• Exercise instructions
Copy all of the material below word for word, but leave out the pictures.

# # # # #

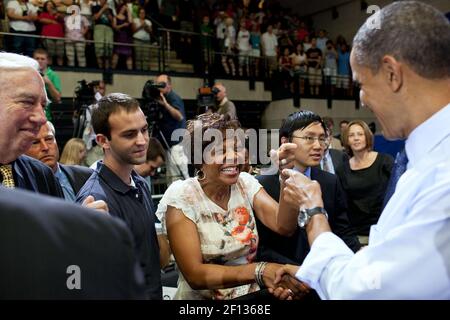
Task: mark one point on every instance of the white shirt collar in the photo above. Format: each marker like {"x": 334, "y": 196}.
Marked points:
{"x": 427, "y": 136}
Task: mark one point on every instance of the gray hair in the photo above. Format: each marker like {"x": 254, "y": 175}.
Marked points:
{"x": 411, "y": 31}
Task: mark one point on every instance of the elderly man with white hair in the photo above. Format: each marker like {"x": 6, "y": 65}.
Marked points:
{"x": 22, "y": 102}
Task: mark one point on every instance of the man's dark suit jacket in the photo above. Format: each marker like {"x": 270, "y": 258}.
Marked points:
{"x": 33, "y": 175}
{"x": 77, "y": 175}
{"x": 40, "y": 237}
{"x": 338, "y": 157}
{"x": 276, "y": 248}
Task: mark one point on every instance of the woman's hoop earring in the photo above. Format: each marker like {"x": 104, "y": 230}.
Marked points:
{"x": 201, "y": 175}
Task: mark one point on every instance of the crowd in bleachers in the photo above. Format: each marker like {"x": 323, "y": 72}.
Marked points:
{"x": 244, "y": 38}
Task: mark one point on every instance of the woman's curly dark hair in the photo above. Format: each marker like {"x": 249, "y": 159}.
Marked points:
{"x": 205, "y": 122}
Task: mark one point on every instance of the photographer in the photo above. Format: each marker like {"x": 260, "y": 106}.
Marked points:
{"x": 172, "y": 117}
{"x": 224, "y": 106}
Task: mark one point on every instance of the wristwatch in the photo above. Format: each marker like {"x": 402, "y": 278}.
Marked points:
{"x": 304, "y": 215}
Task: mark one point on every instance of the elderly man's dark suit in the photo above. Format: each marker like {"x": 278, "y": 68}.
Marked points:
{"x": 41, "y": 236}
{"x": 277, "y": 248}
{"x": 33, "y": 175}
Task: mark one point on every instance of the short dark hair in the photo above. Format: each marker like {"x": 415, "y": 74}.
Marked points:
{"x": 299, "y": 120}
{"x": 108, "y": 105}
{"x": 411, "y": 31}
{"x": 155, "y": 150}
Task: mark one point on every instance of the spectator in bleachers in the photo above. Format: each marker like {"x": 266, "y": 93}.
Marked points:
{"x": 330, "y": 68}
{"x": 223, "y": 104}
{"x": 269, "y": 46}
{"x": 299, "y": 62}
{"x": 51, "y": 80}
{"x": 173, "y": 117}
{"x": 75, "y": 36}
{"x": 22, "y": 16}
{"x": 206, "y": 42}
{"x": 186, "y": 17}
{"x": 52, "y": 26}
{"x": 122, "y": 30}
{"x": 314, "y": 67}
{"x": 229, "y": 47}
{"x": 22, "y": 99}
{"x": 3, "y": 25}
{"x": 86, "y": 8}
{"x": 219, "y": 22}
{"x": 344, "y": 77}
{"x": 364, "y": 178}
{"x": 285, "y": 66}
{"x": 103, "y": 33}
{"x": 74, "y": 152}
{"x": 302, "y": 32}
{"x": 142, "y": 29}
{"x": 255, "y": 41}
{"x": 284, "y": 41}
{"x": 306, "y": 43}
{"x": 243, "y": 44}
{"x": 322, "y": 41}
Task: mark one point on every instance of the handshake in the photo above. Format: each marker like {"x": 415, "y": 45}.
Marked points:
{"x": 280, "y": 280}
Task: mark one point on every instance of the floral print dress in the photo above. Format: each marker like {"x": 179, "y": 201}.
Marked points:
{"x": 227, "y": 237}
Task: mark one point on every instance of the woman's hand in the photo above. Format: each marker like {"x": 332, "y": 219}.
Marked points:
{"x": 281, "y": 284}
{"x": 286, "y": 275}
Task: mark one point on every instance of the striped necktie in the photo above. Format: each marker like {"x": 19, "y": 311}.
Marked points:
{"x": 7, "y": 176}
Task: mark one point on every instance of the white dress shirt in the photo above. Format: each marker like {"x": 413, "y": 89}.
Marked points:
{"x": 408, "y": 256}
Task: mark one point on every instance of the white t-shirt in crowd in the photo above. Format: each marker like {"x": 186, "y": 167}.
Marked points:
{"x": 270, "y": 44}
{"x": 19, "y": 25}
{"x": 141, "y": 34}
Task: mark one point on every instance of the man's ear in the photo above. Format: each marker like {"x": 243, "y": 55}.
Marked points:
{"x": 392, "y": 69}
{"x": 102, "y": 141}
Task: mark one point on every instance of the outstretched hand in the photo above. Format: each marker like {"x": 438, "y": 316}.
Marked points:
{"x": 301, "y": 192}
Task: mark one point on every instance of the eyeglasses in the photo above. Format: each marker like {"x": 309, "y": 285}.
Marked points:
{"x": 310, "y": 140}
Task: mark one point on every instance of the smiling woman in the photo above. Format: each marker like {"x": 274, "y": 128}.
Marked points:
{"x": 210, "y": 219}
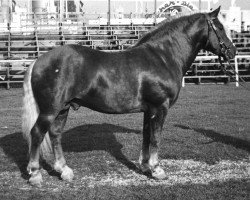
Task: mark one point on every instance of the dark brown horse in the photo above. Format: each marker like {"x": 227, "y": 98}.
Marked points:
{"x": 146, "y": 78}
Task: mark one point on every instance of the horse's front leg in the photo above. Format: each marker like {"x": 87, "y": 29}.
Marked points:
{"x": 152, "y": 128}
{"x": 56, "y": 135}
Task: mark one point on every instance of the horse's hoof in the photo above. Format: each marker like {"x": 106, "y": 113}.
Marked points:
{"x": 67, "y": 174}
{"x": 158, "y": 173}
{"x": 145, "y": 168}
{"x": 36, "y": 179}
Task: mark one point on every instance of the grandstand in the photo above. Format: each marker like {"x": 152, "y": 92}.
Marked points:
{"x": 38, "y": 32}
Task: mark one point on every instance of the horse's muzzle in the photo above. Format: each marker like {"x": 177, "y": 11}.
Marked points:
{"x": 229, "y": 53}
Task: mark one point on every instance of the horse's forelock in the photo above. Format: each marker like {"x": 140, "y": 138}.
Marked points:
{"x": 226, "y": 27}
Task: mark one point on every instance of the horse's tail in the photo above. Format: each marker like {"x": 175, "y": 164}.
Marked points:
{"x": 31, "y": 113}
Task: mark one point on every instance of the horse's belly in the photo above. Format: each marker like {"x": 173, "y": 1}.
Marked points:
{"x": 110, "y": 102}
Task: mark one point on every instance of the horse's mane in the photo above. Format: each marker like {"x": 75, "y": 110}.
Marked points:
{"x": 168, "y": 27}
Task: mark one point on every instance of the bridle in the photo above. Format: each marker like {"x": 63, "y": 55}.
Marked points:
{"x": 224, "y": 48}
{"x": 226, "y": 53}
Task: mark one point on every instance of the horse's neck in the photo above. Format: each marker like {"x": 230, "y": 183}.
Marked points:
{"x": 183, "y": 46}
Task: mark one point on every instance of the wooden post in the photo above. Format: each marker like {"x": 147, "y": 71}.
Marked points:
{"x": 61, "y": 10}
{"x": 109, "y": 12}
{"x": 236, "y": 71}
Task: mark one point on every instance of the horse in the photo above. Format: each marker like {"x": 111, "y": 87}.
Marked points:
{"x": 145, "y": 78}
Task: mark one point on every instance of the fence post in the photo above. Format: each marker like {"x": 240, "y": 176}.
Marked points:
{"x": 236, "y": 71}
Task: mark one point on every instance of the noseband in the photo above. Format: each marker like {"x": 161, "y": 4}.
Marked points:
{"x": 224, "y": 48}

# # # # #

• Response below
Task: mark one point on every instance of the white shirt collar in the photo above. Format: each marker like {"x": 334, "y": 196}.
Marked points:
{"x": 427, "y": 136}
Task: mark one point on every instance of the gray hair in the photo above. Format: each marker like {"x": 254, "y": 175}.
Marked points:
{"x": 411, "y": 31}
Task: mark one point on every instance of the elderly man with white hair in the photo above. Format: each marker like {"x": 6, "y": 65}.
Marked points:
{"x": 22, "y": 102}
Task: mark one point on every instance of the man's dark suit jacket in the photo above. Format: each marker like {"x": 270, "y": 258}.
Marked points:
{"x": 33, "y": 175}
{"x": 77, "y": 175}
{"x": 40, "y": 237}
{"x": 338, "y": 157}
{"x": 276, "y": 248}
Task: mark one point on every instance of the woman's hoop earring in the photo above. Format: each marker like {"x": 104, "y": 230}.
Marked points:
{"x": 201, "y": 175}
Task: mark one point on every instance of the crowd in bleachers in the photo above. Format: each marker like {"x": 323, "y": 72}.
Marked points:
{"x": 244, "y": 38}
Task: mark one point on every instance of the woman's curly dark hair in the photo above. Format: each marker like {"x": 249, "y": 159}.
Marked points:
{"x": 205, "y": 122}
Task: mark one point on every instance of the photographer in the photo above. Format: each marker like {"x": 260, "y": 106}.
Marked points:
{"x": 172, "y": 117}
{"x": 224, "y": 106}
Task: mark one point on every instance of the wristwatch in the photo above. Format: each marker like {"x": 402, "y": 278}.
Marked points:
{"x": 304, "y": 215}
Task: mark one point on every instance of the elderly man's dark suit in the photo above. Format: each marker like {"x": 278, "y": 68}.
Marked points:
{"x": 41, "y": 236}
{"x": 277, "y": 248}
{"x": 33, "y": 175}
Task: mark one point on every instance of the short dark hair in the photo above. Format: each marker like {"x": 415, "y": 74}.
Marked points:
{"x": 299, "y": 120}
{"x": 108, "y": 105}
{"x": 411, "y": 31}
{"x": 155, "y": 150}
Task: mark one point on every instance of the spectator in bleachers in the photo above. Format: each marker like {"x": 266, "y": 93}.
Marked points:
{"x": 330, "y": 68}
{"x": 223, "y": 104}
{"x": 269, "y": 46}
{"x": 299, "y": 62}
{"x": 51, "y": 80}
{"x": 173, "y": 117}
{"x": 75, "y": 36}
{"x": 22, "y": 16}
{"x": 206, "y": 42}
{"x": 186, "y": 17}
{"x": 52, "y": 26}
{"x": 122, "y": 30}
{"x": 314, "y": 67}
{"x": 229, "y": 47}
{"x": 22, "y": 99}
{"x": 3, "y": 25}
{"x": 86, "y": 8}
{"x": 219, "y": 22}
{"x": 344, "y": 77}
{"x": 364, "y": 178}
{"x": 285, "y": 66}
{"x": 103, "y": 33}
{"x": 74, "y": 152}
{"x": 302, "y": 32}
{"x": 142, "y": 29}
{"x": 255, "y": 41}
{"x": 284, "y": 41}
{"x": 306, "y": 43}
{"x": 243, "y": 44}
{"x": 322, "y": 41}
Task: mark one point on every instance of the handshake in the photo above. Format: each marker like {"x": 415, "y": 45}.
Marked points:
{"x": 280, "y": 280}
Task: mark one point on every instance of the floral print dress in the photo above. Format: each marker like {"x": 179, "y": 201}.
Marked points:
{"x": 227, "y": 237}
Task: mark one point on every instance of the woman's hand in the photo above. Format: each marker like {"x": 332, "y": 219}.
Marked points:
{"x": 281, "y": 284}
{"x": 286, "y": 275}
Task: mark one point on every instance of the striped necktie in the photo above. Format: each marker like {"x": 19, "y": 311}.
Marked points:
{"x": 7, "y": 176}
Task: mark one point on every instance of the white dress shirt in the photo above. Format: each marker like {"x": 413, "y": 89}.
Marked points:
{"x": 408, "y": 256}
Task: mark one point on every instance of the white t-shirt in crowd in the photo above. Format: each marker like {"x": 186, "y": 167}.
Marked points:
{"x": 270, "y": 44}
{"x": 19, "y": 25}
{"x": 141, "y": 34}
Task: mark one point on every instance of the man's ear in the photo above. Format: each marker like {"x": 243, "y": 55}.
Marked points:
{"x": 392, "y": 69}
{"x": 102, "y": 141}
Task: mark one point on every instance of the outstretched hand in the photo above. Format: each marker like {"x": 438, "y": 316}.
Marked points:
{"x": 301, "y": 192}
Task: mark one point on every instance of the eyeglasses in the photo above. Format: each marker like {"x": 309, "y": 285}.
Marked points:
{"x": 310, "y": 140}
Task: mark one point on every instance of the smiling woman in the photo above. Format: each marker like {"x": 274, "y": 128}.
Marked points:
{"x": 210, "y": 219}
Task: mark one point on every instance of the dark brown horse in the photo above. Format: each marker like {"x": 227, "y": 98}.
Marked points:
{"x": 146, "y": 78}
Task: mark one point on every instance of the horse's front leg in the photo above. Format: each marker like {"x": 87, "y": 29}.
Marked points:
{"x": 152, "y": 128}
{"x": 56, "y": 135}
Task: mark one point on every instance of the horse's hoof in the photo above. Format: each marker like {"x": 106, "y": 113}.
Marked points:
{"x": 67, "y": 174}
{"x": 158, "y": 173}
{"x": 145, "y": 168}
{"x": 36, "y": 179}
Task: mark one point on every instance of the grandstand in the photo above. Format: each marker like {"x": 152, "y": 92}.
Marked points:
{"x": 38, "y": 32}
Task: mark one point on every instance of the horse's muzzle in the photo above. Format: each marker like {"x": 177, "y": 11}.
Marked points:
{"x": 229, "y": 53}
Task: mark one point on every instance of the horse's forelock in the photo above. Format: each marker like {"x": 140, "y": 138}.
Marked points:
{"x": 226, "y": 27}
Task: mark one point on every instance of the horse's tail in the photo above. Format: each marker like {"x": 175, "y": 164}.
Marked points:
{"x": 31, "y": 113}
Task: mark one point on every instance of the horse's belly in the photo above. Format: each marker like {"x": 173, "y": 1}.
Marked points:
{"x": 110, "y": 102}
Task: mark one point on every instance of the horse's mane in the photo above. Format: each marker like {"x": 75, "y": 110}.
Marked points:
{"x": 168, "y": 27}
Task: mark one point on every instance of the bridle in the photo above. Format: each marker like {"x": 63, "y": 55}.
Marked points:
{"x": 224, "y": 48}
{"x": 226, "y": 53}
Task: mark one point on every instance of the horse's neck in the photo above. Format: each marker like {"x": 230, "y": 183}.
Marked points:
{"x": 183, "y": 46}
Task: mark one point on every instance of the wooden post in the photo above. Format: each marker like {"x": 147, "y": 71}.
Marked points:
{"x": 61, "y": 10}
{"x": 109, "y": 12}
{"x": 236, "y": 71}
Task: mark one point on every instance of the horse in the photo above. Format: each marker like {"x": 111, "y": 87}.
Marked points:
{"x": 145, "y": 78}
Task: mark one point on every instance of the fence post in the photo above. Format: each marker like {"x": 240, "y": 176}.
Marked points:
{"x": 236, "y": 71}
Task: mark one point on every instance of the noseband in the photo above. Format: each marker like {"x": 161, "y": 4}.
Marked points:
{"x": 224, "y": 48}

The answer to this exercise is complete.